◆ **Data records**
- - - -

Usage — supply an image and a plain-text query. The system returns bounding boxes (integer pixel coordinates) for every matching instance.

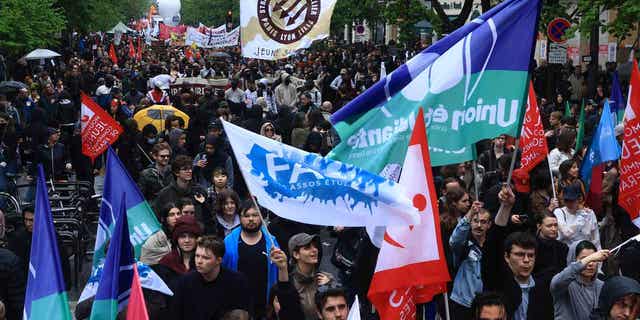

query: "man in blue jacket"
[222,202,279,319]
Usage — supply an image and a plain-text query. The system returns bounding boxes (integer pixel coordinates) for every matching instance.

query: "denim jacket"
[449,217,483,308]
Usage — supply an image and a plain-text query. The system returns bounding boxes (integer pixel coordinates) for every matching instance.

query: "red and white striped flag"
[80,93,122,160]
[368,109,451,320]
[520,83,549,172]
[127,263,149,320]
[618,59,640,227]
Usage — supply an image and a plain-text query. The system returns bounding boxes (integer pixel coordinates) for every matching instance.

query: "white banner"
[240,0,336,60]
[222,121,420,227]
[184,27,240,48]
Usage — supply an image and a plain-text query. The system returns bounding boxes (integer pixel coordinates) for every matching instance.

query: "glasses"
[511,251,536,259]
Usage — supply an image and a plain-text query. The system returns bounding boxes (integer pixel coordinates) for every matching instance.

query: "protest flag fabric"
[329,0,541,172]
[129,37,136,59]
[609,71,625,125]
[580,100,620,195]
[80,93,122,161]
[347,294,362,320]
[564,101,573,117]
[136,37,142,61]
[368,108,451,320]
[23,164,71,320]
[127,264,149,320]
[519,83,549,172]
[79,148,172,302]
[618,59,640,227]
[223,121,419,227]
[90,194,135,320]
[575,99,585,152]
[109,43,118,64]
[240,0,337,60]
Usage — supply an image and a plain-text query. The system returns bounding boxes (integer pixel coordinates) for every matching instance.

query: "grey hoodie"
[551,243,604,320]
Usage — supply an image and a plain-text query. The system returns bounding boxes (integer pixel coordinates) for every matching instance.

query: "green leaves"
[0,0,66,56]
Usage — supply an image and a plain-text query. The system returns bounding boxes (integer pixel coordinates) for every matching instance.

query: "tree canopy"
[0,0,67,55]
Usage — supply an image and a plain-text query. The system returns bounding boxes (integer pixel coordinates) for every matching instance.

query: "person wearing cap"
[273,72,298,109]
[589,276,640,320]
[553,184,602,250]
[29,127,71,180]
[550,240,609,319]
[224,79,246,117]
[146,79,171,105]
[288,233,336,320]
[154,215,202,289]
[222,202,280,319]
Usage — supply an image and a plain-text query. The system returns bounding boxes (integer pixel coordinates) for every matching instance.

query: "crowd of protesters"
[0,31,640,320]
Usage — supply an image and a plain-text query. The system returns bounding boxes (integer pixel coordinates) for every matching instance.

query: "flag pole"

- - - -

Report each line of the listing that contains the string "flag", copying every such line in full.

◆ **FULL RESPONSE**
query: "red and white striped flag"
query: "protest flag fabric"
query: "flag pole"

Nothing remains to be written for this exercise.